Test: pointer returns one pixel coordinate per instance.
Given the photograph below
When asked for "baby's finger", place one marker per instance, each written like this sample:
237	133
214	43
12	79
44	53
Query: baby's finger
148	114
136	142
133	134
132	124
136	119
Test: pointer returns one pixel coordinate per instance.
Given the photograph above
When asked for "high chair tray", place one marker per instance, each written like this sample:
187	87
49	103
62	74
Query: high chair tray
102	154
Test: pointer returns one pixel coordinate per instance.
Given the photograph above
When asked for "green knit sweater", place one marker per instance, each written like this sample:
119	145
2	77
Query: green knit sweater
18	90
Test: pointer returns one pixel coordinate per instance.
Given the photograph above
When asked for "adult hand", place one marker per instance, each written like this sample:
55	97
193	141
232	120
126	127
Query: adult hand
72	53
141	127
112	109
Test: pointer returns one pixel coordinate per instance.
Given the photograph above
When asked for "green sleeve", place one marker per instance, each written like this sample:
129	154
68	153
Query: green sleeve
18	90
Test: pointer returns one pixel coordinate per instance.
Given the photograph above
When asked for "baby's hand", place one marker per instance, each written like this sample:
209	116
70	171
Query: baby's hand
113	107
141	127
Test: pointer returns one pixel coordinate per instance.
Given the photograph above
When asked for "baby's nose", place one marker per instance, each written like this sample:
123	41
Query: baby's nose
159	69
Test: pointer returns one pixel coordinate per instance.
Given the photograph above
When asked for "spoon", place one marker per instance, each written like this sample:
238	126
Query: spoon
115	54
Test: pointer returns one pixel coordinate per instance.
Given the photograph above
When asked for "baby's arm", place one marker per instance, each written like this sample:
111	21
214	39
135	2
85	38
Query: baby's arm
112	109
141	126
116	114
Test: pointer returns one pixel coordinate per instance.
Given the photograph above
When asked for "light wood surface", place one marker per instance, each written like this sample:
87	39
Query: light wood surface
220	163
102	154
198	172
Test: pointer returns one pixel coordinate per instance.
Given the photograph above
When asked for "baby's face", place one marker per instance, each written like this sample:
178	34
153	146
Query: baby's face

──────

* **WHAT IS EXPECTED**:
Set the listing above down once more in full, exactly as it is.

* **SOLUTION TO THE EXERCISE**:
Test: pointer returns one pixel coordinate per instance.
Given the photograph below
When asked for "baby's finger", place one marker per instance, each written like this sample:
237	133
214	43
12	79
44	53
Query: baby's finger
148	114
136	142
133	134
132	124
136	119
Test: pointer returns one pixel coordinate per instance.
Given the photograph above
When asked for "high chair tray", place one marker per instance, each written like this sample:
187	87
49	103
62	74
Query: high chair tray
102	154
Test: pointer returns one pixel coordinate per instance.
Given the photograph above
When asked for "green knit sweater", place one marker per instance, each written like this sample:
119	145
2	77
Query: green knit sweater
18	90
Test: pointer returns one pixel coordinate per instance.
Given the photograph above
When asked for "adult hand", place one marker per instance, each written like this sample:
55	97
193	141
232	120
126	127
Query: adult hand
72	53
141	127
112	109
Test: pointer returns one pixel coordinate per instance.
Given the photograph above
When asked for "green sleeve", place one marker per instance, each written like this sample:
129	154
68	153
Query: green sleeve
18	90
Test: pointer returns one pixel coordinate per instance.
Given the photograph above
When asked for "baby's hand", place one marker per instance, each written like this sample:
209	116
70	171
Query: baby's hand
113	107
141	127
Test: pointer returns one pixel coordinate per instance.
Given the photograph above
When asked for "baby's nose", place one marker per instance, each written like this sample:
123	41
Query: baby's nose
159	69
Test: pointer returns one pixel coordinate per instance.
Given the photograph above
When asked for "spoon", place one marker per instance, each written like this sample:
238	126
Query: spoon
115	54
Test: pointer returns one pixel coordinate per instance.
Given the photograph above
When asked for "baby's arm", place one marker per instance, each written like this sample:
111	21
214	39
135	2
85	38
Query: baby's arm
112	109
141	126
116	114
Test: pointer returns one pixel coordinate per instance.
Given the photograph above
When asked for "light wood surface", place one marker per instance, each written like this sample:
87	39
Query: light wood surface
220	163
102	154
198	172
Test: pointer returns one pixel coordinate per instance.
Given the photograph above
When asked for "baby's face", place one marker per instance, each written like this sample:
178	34
153	146
Query: baby's face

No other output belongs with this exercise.